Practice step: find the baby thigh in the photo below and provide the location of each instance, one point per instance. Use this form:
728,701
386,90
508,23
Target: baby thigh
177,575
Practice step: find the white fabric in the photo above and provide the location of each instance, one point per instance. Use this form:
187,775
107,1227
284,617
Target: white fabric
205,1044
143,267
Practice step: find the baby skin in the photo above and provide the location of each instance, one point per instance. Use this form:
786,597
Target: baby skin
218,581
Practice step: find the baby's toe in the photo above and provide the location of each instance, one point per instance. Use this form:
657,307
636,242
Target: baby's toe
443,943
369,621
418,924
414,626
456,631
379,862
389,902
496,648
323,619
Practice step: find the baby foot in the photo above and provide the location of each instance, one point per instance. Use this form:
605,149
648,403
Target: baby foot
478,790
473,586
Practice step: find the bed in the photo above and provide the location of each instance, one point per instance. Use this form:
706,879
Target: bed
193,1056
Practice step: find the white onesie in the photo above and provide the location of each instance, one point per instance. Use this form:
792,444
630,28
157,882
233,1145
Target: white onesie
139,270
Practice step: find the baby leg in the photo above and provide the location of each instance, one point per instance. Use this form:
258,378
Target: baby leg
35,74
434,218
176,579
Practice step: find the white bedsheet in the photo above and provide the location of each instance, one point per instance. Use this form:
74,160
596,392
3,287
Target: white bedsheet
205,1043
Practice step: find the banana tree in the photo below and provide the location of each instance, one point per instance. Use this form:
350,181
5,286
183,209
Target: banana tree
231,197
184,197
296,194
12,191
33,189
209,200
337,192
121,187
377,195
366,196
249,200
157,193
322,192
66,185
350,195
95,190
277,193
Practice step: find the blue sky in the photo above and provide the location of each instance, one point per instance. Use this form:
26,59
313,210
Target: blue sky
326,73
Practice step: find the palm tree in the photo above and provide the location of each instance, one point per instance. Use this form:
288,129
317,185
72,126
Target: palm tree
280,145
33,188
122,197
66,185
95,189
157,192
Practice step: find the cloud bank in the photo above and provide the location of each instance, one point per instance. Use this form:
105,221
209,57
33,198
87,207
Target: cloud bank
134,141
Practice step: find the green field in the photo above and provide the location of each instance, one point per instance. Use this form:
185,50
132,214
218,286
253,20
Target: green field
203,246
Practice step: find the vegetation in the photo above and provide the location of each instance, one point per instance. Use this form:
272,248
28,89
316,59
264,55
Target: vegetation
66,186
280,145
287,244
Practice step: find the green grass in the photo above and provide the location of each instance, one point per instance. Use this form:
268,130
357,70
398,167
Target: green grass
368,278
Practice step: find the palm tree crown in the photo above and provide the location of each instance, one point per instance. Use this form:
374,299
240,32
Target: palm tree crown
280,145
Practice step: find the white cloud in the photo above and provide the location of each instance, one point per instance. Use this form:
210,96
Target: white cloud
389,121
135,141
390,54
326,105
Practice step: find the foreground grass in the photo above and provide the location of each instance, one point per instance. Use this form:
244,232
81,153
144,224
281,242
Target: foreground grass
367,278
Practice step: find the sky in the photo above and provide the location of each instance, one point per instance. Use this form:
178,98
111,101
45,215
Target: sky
+++
Exercise goal: Rescale the part of the material that opens with the line containing "Practice step: find the blue" and runs through the end of the material. Rewrite every line in that part, multiplying each coordinate listed after a "Target:" line by 0.75 and rounding to whole numbers (halves up), and leave all other lines, sample coordinates included, unchanged.

Output for this task:
Practice step: find the blue sky in the photo above and provide the location of each instance, one point per instance. Use this form:
26,59
313,210
Target: blue sky
245,55
Practice step: find the palm tree in the photo above and provide the location of each instance, one point per instance. Use this form:
288,129
317,185
72,126
Target: palm tree
210,109
25,141
92,148
50,139
71,142
118,144
Practice step: find the cloud bank in the photo above and provide the location of each instance, one point per instance. Use this form:
105,221
209,57
33,198
87,207
Target: cloud bank
101,106
Practice step: find the green field in the photo above and provide the location of each instance, one point per instance. Use this form:
185,50
132,214
218,286
253,20
Target: green field
152,185
Practice step: find the vegetation in the photo above and provide the location of each instance, one point per instance. Use this form:
272,248
28,89
316,59
264,55
Target: vegetation
50,140
210,109
215,183
Practice step: find the green grass in the photo above and provide the location of each instance, one point per instance. Use this form:
268,130
357,70
398,167
Target: green grass
276,209
Practice step: find the palm tree crown in the photo above and provide the location of each instance, one point per instance. Use this form:
374,299
240,32
Target: palm tree crown
210,109
Practice step: find the white cloud in the photo above and provide the location of each instance, one point per instance. Use this form:
210,96
Target: white cloud
292,91
101,106
293,41
245,79
Practice step: find the foreground grass in the photo above and provide the location of each instance, one point per instance. Use this form:
244,232
81,153
144,224
281,242
Target: foreground grass
275,209
Practice step: find the sky in the photo above and provide the location of each instance, one point per instance. Use this form:
178,98
111,101
45,215
Target: sky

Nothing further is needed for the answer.